Provided passage:
┏━━

Davie's successor must face political storm and claims of enemy within

- By Michael Savage

As BBC senior editors arrived at its New Broadcasting A House headquarters in London on Monday, the most pressing question was what had convinced Tim Davie, the corporation's director general, to quit.

Like any good BBC drama, it was a plot twist no one had seen coming.

As they assessed the brutal pressures that had finally proved too much for Davie, a second question was soon being aired. Was running the BBC now simply an impossible job? "That's the conversation going round this newsroom," said a BBC insider. "That's one of the sad things. The relentless nature of these roles. They are big jobs but... god." Davie had been through a series of rows since the start of the year, from the social media posts of the corporation's former star sports presenter Gary Lineker to several issues relating to its Israel and Gaza coverage. As recently as last week, however, he seemed to be thinking about the future as he engaged in a staff debate about the impact of AI.

Yet to the BBC lieutenants whose ranks would once have produced Davie's successor, the crisis of the past week has exposed the gaping issues that make the job so perilous. The Guardian has talked to sources across the BBC about the events that unfolded since allegations of systemic liberal bias were made in a memo by a former external adviser, leaked to the Daily Telegraph and dissected over several days last week.

Opinions differ about the severity of the issues laid out by the PR executive Michael Prescott, who was once political editor of Rupert Murdoch's Sunday Times. Most point to the editing of a Trump speech in which the corporation's Panorama programme spliced together two parts of the president's address on the day of the Capitol riots, as the most serious error.

The BBC has apologised personally to the president following his threat to sue.

The crisis has also brought to the fore longrunning concerns about internal political pressure.

┗━━

Written task a:
Return, without any changes, the rows between the line holding "Where can the wheel rim" and the line holding "pixel 1261 27", inclusive.

Rows:
┏━━

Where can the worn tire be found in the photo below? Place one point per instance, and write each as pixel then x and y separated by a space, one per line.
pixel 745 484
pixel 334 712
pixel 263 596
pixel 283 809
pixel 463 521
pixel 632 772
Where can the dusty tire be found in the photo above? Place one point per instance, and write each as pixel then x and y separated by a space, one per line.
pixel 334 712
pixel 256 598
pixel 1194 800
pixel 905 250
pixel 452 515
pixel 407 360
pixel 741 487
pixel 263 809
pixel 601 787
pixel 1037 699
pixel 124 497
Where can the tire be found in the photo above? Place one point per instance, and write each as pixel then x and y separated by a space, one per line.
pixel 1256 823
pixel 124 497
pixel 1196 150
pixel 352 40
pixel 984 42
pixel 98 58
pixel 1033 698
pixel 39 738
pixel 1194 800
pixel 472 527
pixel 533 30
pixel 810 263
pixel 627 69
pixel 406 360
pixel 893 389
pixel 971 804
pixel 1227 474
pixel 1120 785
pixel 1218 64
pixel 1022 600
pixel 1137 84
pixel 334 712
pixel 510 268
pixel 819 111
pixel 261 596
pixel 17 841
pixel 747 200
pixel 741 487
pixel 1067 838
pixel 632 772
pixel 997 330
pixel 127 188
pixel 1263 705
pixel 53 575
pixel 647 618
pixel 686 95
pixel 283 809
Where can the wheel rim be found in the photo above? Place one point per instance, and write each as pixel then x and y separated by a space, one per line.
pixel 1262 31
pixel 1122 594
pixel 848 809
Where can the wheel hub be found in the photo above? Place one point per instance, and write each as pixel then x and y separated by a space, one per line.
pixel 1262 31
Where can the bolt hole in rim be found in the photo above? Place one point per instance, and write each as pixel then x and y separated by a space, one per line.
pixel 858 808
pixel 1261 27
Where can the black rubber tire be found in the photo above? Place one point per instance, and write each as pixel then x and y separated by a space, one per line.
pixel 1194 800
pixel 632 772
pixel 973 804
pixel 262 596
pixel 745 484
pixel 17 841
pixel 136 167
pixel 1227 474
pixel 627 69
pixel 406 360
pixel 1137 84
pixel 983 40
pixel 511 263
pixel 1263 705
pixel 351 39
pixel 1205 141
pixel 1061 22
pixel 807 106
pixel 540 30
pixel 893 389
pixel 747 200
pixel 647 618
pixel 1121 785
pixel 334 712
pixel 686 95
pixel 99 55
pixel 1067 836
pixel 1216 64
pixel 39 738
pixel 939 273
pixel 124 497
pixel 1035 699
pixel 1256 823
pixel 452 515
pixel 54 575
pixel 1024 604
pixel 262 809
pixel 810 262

┗━━

Written task b:
Rewrite the part of the BBC leadership article between "- By Michael Savage" and "had seen coming.", inclusive, replacing "headquarters" with "offices".

Correct output a:
Where can the wheel rim be found in the photo above? Place one point per instance, and write each as pixel then x and y separated by a space, one per line.
pixel 1262 31
pixel 1122 594
pixel 848 809
Where can the wheel hub be found in the photo above? Place one point per instance, and write each as pixel then x and y separated by a space, one per line.
pixel 1262 31
Where can the bolt hole in rim be found in the photo above? Place one point per instance, and write each as pixel then x and y separated by a space, one per line.
pixel 858 808
pixel 1261 27

Correct output b:
- By Michael Savage

As BBC senior editors arrived at its New Broadcasting A House offices in London on Monday, the most pressing question was what had convinced Tim Davie, the corporation's director general, to quit.

Like any good BBC drama, it was a plot twist no one had seen coming.